TASK INSTRUCTIONS:
Below are the entries; state how many of their lines contain the string "even", and nothing more.

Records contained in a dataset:
#####

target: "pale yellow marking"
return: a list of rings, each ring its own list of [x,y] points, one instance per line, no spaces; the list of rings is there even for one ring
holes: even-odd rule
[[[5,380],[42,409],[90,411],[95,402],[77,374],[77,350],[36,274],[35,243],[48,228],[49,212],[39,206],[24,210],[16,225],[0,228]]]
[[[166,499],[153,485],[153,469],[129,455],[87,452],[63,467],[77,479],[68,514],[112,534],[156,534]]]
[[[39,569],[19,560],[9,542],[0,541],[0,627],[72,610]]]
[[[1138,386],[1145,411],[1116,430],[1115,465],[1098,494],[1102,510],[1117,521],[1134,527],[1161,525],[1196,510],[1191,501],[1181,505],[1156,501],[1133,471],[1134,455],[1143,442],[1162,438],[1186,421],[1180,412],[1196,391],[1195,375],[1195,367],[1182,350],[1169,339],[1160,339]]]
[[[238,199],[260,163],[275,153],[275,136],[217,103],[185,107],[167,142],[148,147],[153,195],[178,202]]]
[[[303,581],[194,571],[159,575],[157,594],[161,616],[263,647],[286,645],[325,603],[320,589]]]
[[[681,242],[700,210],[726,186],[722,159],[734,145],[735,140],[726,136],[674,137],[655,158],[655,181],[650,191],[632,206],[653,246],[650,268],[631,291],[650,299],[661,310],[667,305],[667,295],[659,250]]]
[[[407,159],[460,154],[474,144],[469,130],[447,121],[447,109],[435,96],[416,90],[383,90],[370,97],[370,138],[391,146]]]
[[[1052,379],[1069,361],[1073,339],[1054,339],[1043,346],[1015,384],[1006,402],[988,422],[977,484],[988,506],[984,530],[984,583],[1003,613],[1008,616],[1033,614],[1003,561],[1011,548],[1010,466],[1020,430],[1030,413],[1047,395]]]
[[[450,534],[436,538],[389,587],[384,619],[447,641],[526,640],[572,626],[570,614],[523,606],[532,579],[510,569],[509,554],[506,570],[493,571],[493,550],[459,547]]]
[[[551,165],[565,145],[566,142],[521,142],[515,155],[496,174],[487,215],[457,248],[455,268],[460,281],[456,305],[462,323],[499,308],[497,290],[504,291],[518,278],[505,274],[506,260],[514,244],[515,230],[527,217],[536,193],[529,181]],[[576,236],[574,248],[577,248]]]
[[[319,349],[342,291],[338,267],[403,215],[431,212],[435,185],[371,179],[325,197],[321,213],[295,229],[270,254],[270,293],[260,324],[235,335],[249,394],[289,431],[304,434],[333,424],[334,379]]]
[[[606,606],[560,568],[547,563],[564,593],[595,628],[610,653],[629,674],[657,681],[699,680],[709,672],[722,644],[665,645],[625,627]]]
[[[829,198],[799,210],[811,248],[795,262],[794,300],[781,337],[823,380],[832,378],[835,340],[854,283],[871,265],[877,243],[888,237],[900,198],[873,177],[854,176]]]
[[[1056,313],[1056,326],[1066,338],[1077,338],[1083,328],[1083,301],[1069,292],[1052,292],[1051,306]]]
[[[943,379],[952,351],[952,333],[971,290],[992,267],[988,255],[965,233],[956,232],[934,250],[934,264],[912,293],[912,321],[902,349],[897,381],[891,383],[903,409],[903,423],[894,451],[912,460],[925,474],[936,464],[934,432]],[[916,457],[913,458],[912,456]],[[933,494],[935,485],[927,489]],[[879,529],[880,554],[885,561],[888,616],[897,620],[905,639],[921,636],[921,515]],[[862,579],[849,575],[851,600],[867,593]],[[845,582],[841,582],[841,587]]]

#####

RESPONSE TO THE TASK:
2